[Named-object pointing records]
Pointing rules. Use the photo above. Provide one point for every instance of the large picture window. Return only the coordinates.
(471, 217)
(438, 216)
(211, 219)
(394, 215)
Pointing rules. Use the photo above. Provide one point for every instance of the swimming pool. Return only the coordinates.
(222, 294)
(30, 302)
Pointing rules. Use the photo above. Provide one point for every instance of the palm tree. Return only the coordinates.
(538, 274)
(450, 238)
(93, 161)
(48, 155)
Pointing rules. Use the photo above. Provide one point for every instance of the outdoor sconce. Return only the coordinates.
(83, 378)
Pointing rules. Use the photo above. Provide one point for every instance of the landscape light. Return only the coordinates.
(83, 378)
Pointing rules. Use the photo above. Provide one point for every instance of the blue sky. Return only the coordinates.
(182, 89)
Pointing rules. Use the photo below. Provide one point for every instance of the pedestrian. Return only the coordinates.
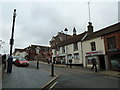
(94, 64)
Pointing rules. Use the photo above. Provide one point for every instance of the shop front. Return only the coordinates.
(114, 59)
(99, 56)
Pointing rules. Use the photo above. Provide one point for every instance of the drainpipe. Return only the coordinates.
(82, 46)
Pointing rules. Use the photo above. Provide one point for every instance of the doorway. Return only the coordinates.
(102, 62)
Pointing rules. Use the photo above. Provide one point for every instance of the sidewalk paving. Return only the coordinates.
(25, 77)
(105, 72)
(0, 77)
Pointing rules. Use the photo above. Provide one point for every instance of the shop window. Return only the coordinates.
(93, 46)
(111, 43)
(75, 45)
(76, 56)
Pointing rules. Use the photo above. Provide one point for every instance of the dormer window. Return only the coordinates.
(93, 46)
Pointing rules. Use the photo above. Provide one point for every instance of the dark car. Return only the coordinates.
(21, 62)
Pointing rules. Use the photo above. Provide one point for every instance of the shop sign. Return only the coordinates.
(94, 53)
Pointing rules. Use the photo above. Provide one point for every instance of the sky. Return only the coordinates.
(37, 21)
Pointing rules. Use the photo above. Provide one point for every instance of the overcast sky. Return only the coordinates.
(37, 22)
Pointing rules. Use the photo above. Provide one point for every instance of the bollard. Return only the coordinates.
(52, 69)
(9, 64)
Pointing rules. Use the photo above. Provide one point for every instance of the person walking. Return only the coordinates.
(94, 64)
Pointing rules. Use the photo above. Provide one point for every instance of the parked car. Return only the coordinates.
(14, 58)
(21, 62)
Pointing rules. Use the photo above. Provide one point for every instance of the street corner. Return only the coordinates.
(51, 81)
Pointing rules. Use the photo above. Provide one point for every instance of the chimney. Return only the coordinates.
(74, 31)
(90, 28)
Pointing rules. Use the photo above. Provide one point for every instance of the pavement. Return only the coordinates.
(27, 77)
(0, 77)
(30, 77)
(115, 74)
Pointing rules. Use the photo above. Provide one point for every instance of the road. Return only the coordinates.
(79, 78)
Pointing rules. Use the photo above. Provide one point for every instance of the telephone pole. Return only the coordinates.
(10, 59)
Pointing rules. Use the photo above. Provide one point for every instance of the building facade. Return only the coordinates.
(112, 47)
(104, 45)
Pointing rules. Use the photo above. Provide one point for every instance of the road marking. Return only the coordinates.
(50, 82)
(52, 85)
(110, 77)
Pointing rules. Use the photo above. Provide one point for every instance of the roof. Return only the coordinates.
(73, 39)
(104, 31)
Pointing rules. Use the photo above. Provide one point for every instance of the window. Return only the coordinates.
(63, 49)
(75, 45)
(111, 43)
(76, 56)
(93, 46)
(58, 48)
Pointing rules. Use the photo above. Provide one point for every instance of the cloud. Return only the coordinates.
(37, 22)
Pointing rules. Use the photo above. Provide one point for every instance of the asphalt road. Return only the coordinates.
(79, 78)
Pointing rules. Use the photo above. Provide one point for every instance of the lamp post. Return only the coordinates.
(66, 30)
(1, 45)
(10, 59)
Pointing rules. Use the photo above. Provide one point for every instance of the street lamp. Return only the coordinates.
(10, 59)
(37, 52)
(1, 44)
(66, 30)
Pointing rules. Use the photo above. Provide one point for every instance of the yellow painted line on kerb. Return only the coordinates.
(52, 85)
(50, 82)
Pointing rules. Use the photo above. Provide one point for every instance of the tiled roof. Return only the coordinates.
(104, 31)
(71, 40)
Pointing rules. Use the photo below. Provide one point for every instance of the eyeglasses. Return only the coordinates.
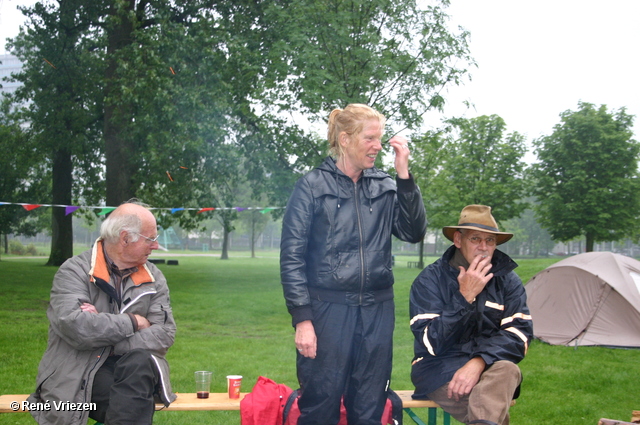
(150, 240)
(477, 240)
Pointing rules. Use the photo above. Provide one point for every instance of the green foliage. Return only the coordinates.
(587, 176)
(22, 176)
(472, 162)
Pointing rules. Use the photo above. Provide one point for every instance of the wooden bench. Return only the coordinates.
(221, 401)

**Exercise:** Your task is to copy the entries in full and exactly, without any images.

**Task result:**
Pointing rules. Use the photo above. Provide one point for every instance of the large picture window. Return only the coordinates.
(471, 217)
(438, 216)
(211, 219)
(394, 215)
Pointing rules. Use the photo above. Provide one point for every instance of the swimming pool. Return only the coordinates.
(222, 294)
(30, 302)
Pointing rules. Use the photo above. Provide one point for every instance of the palm tree. Return only the coordinates.
(538, 274)
(450, 238)
(93, 161)
(48, 155)
Pointing rules. Use the photo above. Provide one point for every instance of the outdoor sconce. Return only the coordinates.
(83, 378)
Pointing rules. Use the photo above. Provide one point for every instance of the landscape light. Return only the coordinates.
(83, 378)
Pointing rules. Use the photo above. Provide one point for every instance of the blue sky. Return only the coordinates.
(182, 89)
Pointing rules. Use the photo below. Provide one point for every instance of the pedestrian. Return only the coordinates.
(94, 64)
Pointing rules. Use the photo above. Provide one point for every instance of the shop front. Return only the coordinates.
(114, 59)
(99, 56)
Pointing rules. Use the photo above. Provide one point for every instance of the drainpipe. Return only the coordinates.
(82, 46)
Pointing rules. Use the photo above. Provide one point for every instance of the doorway. Return only the coordinates.
(102, 62)
Pointing rules. Use the photo above. Provide one point for every instance of the sidewalk paving. Return only the coordinates.
(25, 77)
(105, 72)
(0, 77)
Pointing rules. Use the photo above. Provide one point for every instance of the shop window. Return only the coordinates.
(93, 46)
(111, 43)
(75, 45)
(76, 56)
Pointing rules. Use the photo above. Provide one point for every instance of the dormer window. Return only the coordinates.
(93, 46)
Pointing rules. Use the photo above. Provide one point for every instance of the dark car. Return only the coordinates.
(21, 62)
Pointing rules. Use the photo above. Provide one point for every instance of the shop sign. Return only the coordinates.
(94, 53)
Pointing rules. Use the photo above. Provide one point for every instance of the sky. Return only the coordinates.
(37, 21)
Pointing rules. Use the photo above. Provide one point for every instance of the overcast sky. Return only the coordinates.
(37, 22)
Pointing rules. Use the photo above. Provide one point for every instance of the bollard. Return only the coordinates.
(52, 69)
(9, 64)
Pointing rules. Use the photo above. Provide one point for every instance of the person walking. Return only the coordinates.
(94, 64)
Pointing rules. Use the photo above. Provide one point for every instance of the parked car. Return only the coordinates.
(14, 58)
(21, 62)
Pointing rules. Use the photo above. Provide one point for every instance of the street corner. Return only the coordinates.
(51, 81)
Pointing rules. Use the photo above. Provide one point for every instance of the chimney. Return only the coordinates.
(74, 31)
(90, 28)
Pointing rules. Use the photo above. Provide one point for every instance of the pavement. Return only the coordinates.
(27, 77)
(0, 77)
(30, 77)
(115, 74)
Pointing rules. Use the photo above. Provide one point for every instance of the road. Return only the coordinates.
(79, 78)
Pointing rules. Use the photo above. Provide one point for every instance of the telephone pole. Return only the coordinates.
(10, 59)
Pointing rules. Use the photo above. Provide one point for every instance of the building facade. Return only the coordinates.
(112, 47)
(104, 45)
Pointing rules. Use the photo above. Provide one point for every instance of the road marking. Return only the coordinates.
(50, 82)
(52, 85)
(110, 77)
Pointing rules. Use the photo above. Provide one point for every instance of the roof. Return only the coordinates.
(73, 39)
(104, 31)
Pointing rules. Use the photo above. Provide one point for every instance of the window. Return only the coordinates.
(63, 49)
(75, 45)
(111, 43)
(76, 56)
(93, 46)
(58, 48)
Pointing rules. Use the photo above. Provide one point for every instance of the cloud. Return only the coordinates.
(37, 22)
Pointing rules. Use the photo above. Provide one point for every instance of the asphalt road. Return only the coordinates.
(79, 78)
Pointing rules. Use the photo above. Provide one point for every instance of the lamp post. Return only the coordinates.
(66, 30)
(1, 45)
(10, 59)
Pointing rules. Use the photo above. Provide one point for every instance of the street lamp. Return only the coordinates.
(10, 59)
(37, 52)
(1, 44)
(66, 30)
Pointing rules. Use the photo above. Provide one point for every instance of the yellow painted line on kerb. Return only the coordinates.
(52, 85)
(50, 82)
Pointing rules. Use the photo above. Provide one point for every instance of the tiled roof. Return only the coordinates.
(104, 31)
(71, 40)
Pointing rules. Use the photo below. Provide one point for every instance of the eyeglasses. Return only the coordinates.
(150, 240)
(477, 240)
Pointing rules. Use the photo above. Provide one point for every instance of the green foliage. Return only the coordinates.
(587, 176)
(22, 176)
(472, 162)
Pointing rules. Use the photo above. Provide one point for every instance of the wooden bench. Return only the coordinates.
(221, 401)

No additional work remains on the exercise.